===== Task inputs

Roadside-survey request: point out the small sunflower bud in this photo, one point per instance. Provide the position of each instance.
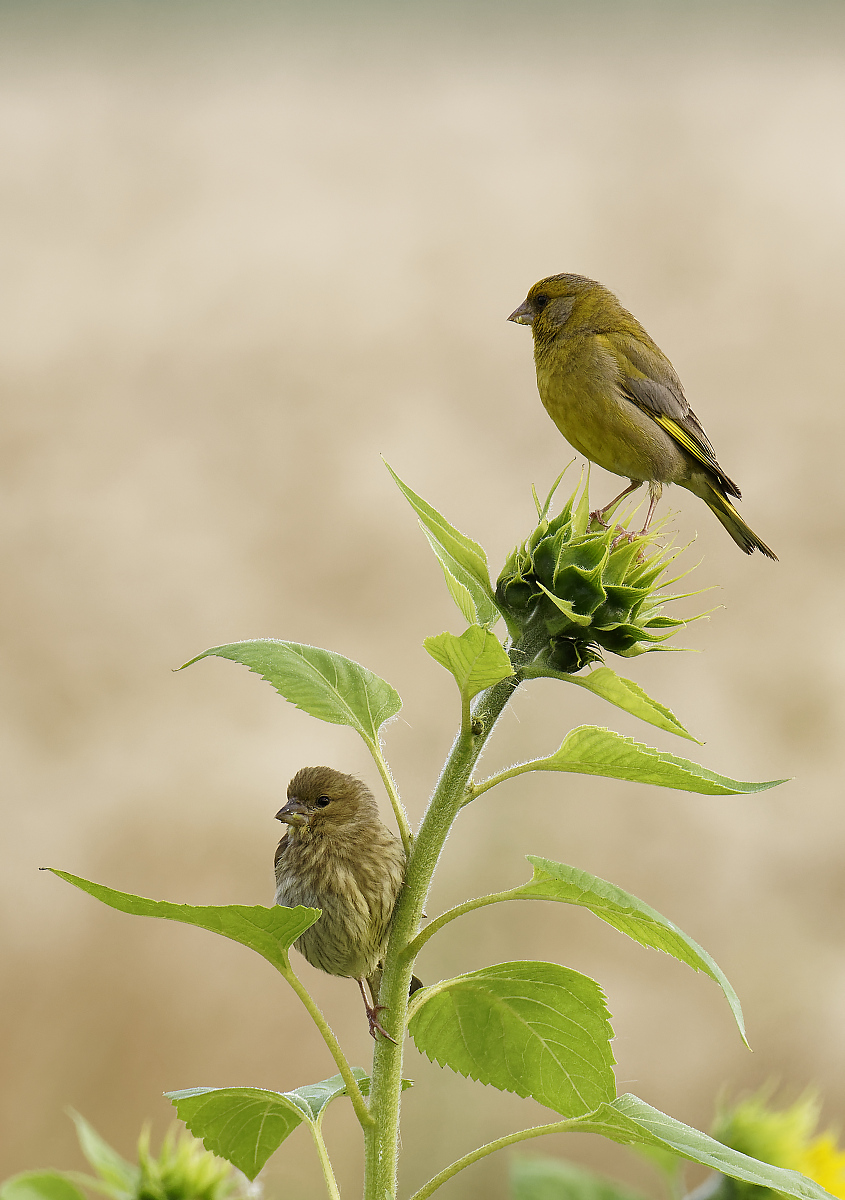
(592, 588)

==========
===== Task inputs

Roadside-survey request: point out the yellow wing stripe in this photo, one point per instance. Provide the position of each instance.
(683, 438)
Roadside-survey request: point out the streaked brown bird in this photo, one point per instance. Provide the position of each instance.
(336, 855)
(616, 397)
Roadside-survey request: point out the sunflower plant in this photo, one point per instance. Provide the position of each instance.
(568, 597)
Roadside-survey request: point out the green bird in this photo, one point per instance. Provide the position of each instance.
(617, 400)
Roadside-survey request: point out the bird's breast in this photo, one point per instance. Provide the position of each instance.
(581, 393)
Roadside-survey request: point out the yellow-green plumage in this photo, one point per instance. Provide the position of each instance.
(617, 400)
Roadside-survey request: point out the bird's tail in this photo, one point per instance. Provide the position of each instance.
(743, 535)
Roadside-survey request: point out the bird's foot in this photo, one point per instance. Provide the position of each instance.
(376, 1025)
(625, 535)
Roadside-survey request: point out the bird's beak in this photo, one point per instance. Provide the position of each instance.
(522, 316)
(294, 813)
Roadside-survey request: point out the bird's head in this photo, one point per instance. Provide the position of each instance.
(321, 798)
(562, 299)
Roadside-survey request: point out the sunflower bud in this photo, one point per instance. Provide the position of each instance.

==========

What you will do ::
Copy the records from the line containing "Roadside-survey request: point out the bird's tail" through the line containing "Roadside-survey request: point out the sunflower bud", inclusive, swapping every "one point per instance" for "a single point for each instance" and leaving everything else untouched.

Correct output ::
Roadside-survey request: point out the bird's tail in this photo, a single point for each instance. Provide the position of each instance.
(743, 535)
Roadside-survey request: point out the bird's foot in this photo, a single point for each instance. Provide the position of each instance.
(376, 1025)
(625, 535)
Roadside-survey request: point out the bird's beak in this photo, a single point for each instance. Provide the position of each instance.
(522, 316)
(294, 813)
Roadside-survey request: point out the bird's head in this photo, a single point for each instance. Provide the position of each instance.
(321, 798)
(562, 299)
Roadside-survey request: point out the sunflower bud in this photo, a single point for each instance. Provide the position of each instance.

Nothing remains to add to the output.